## TEXTE DE LA PAGE:

Les probiotiques participent à une meilleure digestion, limitant les risques de constipation et de ballonnement. «Manger équilibré est important, mais si on n’arrive pas à digérer les aliments consommés, les nutriments ne pourront pas être bien absorbés», souligne la nutrithérapeute.

Le kéfir est aussi un atout pour être de bonne humeur. «Une bonne flore intestinale signifie une meilleure santé mentale», explique Félicité Spies. «Lorsqu’elle est déséquilibrée, de mauvaises bactéries dégradent les acides aminés (les petites briquettes des protéines) comme le tryptophane, précurseur de la sérotonine, l’hormone du bien être, ou la tyrosine, précurseure de la dopamine, le neurotransmetteur de la motivation et du plaisir».

## DONNÉES SOURCES:
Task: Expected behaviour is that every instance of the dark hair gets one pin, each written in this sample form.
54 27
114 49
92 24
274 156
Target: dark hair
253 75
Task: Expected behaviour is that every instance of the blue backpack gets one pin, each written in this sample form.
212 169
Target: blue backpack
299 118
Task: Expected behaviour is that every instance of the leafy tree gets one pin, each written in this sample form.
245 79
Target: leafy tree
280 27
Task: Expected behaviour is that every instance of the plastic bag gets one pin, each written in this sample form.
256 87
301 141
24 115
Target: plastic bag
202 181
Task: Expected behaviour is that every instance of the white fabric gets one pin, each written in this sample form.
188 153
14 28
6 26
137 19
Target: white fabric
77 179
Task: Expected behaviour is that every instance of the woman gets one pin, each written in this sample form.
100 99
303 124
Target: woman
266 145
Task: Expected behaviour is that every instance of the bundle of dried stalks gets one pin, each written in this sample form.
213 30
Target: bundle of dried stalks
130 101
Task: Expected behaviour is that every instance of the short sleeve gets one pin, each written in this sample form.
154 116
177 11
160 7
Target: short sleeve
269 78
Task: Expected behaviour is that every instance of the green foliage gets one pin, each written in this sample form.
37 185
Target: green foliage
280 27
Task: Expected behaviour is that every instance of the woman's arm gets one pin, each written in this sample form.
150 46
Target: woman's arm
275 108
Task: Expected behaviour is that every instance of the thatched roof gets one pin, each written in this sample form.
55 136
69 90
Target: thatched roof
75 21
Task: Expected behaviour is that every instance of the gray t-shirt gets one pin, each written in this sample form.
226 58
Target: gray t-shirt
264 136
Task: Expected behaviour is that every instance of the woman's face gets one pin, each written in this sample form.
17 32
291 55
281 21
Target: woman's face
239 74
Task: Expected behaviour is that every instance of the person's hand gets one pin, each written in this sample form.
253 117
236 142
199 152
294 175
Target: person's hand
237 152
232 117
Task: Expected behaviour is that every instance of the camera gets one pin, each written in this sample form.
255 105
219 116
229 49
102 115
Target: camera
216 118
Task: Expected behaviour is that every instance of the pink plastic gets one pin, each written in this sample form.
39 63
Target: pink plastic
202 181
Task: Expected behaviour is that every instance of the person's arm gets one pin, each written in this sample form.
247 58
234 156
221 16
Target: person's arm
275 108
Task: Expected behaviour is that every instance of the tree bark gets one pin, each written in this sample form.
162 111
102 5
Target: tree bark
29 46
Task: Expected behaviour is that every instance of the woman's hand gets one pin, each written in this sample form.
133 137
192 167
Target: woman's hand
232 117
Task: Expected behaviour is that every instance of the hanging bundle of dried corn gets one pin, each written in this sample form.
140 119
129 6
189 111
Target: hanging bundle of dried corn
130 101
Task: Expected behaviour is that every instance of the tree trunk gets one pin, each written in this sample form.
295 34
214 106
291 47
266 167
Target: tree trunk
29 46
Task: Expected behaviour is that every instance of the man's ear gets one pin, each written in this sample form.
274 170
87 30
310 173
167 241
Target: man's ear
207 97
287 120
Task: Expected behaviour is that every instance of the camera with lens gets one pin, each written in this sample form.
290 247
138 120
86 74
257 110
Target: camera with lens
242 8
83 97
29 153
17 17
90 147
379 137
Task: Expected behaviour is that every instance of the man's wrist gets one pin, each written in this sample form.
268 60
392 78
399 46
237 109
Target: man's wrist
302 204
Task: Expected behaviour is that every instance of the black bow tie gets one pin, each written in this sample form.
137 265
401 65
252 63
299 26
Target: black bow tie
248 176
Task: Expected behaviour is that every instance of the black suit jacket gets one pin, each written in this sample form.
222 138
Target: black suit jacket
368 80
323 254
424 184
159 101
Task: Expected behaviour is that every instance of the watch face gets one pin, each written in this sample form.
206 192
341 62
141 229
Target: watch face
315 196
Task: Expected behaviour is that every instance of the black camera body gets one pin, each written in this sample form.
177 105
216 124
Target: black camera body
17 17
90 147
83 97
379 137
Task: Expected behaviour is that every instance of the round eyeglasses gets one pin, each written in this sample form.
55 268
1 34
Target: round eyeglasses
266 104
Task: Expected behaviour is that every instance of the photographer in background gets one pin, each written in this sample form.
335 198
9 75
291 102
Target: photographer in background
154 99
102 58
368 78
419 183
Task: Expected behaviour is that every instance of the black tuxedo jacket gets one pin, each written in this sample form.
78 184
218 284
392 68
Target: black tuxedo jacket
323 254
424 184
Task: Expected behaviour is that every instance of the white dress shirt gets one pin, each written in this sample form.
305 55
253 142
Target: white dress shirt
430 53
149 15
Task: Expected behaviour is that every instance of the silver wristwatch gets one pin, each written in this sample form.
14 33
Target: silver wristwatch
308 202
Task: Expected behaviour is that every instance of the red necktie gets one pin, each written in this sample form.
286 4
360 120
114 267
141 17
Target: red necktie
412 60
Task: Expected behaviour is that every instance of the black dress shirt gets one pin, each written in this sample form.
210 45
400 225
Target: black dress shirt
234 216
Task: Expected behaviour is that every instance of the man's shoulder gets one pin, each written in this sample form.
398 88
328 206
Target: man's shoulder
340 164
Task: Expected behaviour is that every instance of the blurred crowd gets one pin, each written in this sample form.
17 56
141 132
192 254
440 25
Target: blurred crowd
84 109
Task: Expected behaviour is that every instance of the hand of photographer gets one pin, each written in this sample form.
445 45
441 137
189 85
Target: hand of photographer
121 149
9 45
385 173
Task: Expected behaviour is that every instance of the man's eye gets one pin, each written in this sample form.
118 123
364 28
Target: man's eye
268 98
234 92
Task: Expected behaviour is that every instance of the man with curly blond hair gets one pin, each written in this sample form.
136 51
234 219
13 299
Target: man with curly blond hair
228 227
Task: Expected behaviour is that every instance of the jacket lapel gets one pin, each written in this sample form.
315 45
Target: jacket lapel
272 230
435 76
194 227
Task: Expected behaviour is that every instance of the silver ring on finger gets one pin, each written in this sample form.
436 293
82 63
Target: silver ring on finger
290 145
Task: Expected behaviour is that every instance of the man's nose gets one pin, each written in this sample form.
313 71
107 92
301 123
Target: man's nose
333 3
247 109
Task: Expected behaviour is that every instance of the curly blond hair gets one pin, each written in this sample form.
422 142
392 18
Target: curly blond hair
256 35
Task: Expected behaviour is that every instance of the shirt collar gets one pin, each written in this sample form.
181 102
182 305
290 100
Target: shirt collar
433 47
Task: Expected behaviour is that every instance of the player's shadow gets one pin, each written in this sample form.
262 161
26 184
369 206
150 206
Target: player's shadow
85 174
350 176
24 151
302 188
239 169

## DÉTAILS DE L'EXERCICE:
Prolongez le texte sur les bienfaits du kéfir en reprenant juste après sa dernière phrase. Ces données proviennent d'une autre source.

## RÉPONSE:
En France, toutefois, l’association de consommateurs UFC que choisir dénonce l’arnaque du kéfir de lait. De nombreuses boissons vendues outre-Quiévrain portant l’étiquette kéfir n’en ont en fait pas la moindre trace, et contiennent seulement des bactéries lactiques. C’est notamment le cas des marques Beautiful Immunity, Naturalia, Carrefour Sensation. «Il vaut mieux faire son kéfir maison, comme ça on est sûr de ce qu’il y a dedans. Mais il faut voir les marques au cas par cas pour ne pas tomber dans une généralité», répond Félicité Spies.

Le kéfir n’est pas non plus miraculeux

Félicité Spies

Nutrithérapeute

Le kéfir est recommandable, mais «pas non plus miraculeux». Il vaut tout autre aliment fermenté. «Ce n’est pas un kéfir par jour, en forme toujours. Pour être en bonne santé intestinale, il faut aussi faire attention à la gestion du stress, et à son environnement. Il n’y a rien de magique en alimentation», pointe la spécialiste.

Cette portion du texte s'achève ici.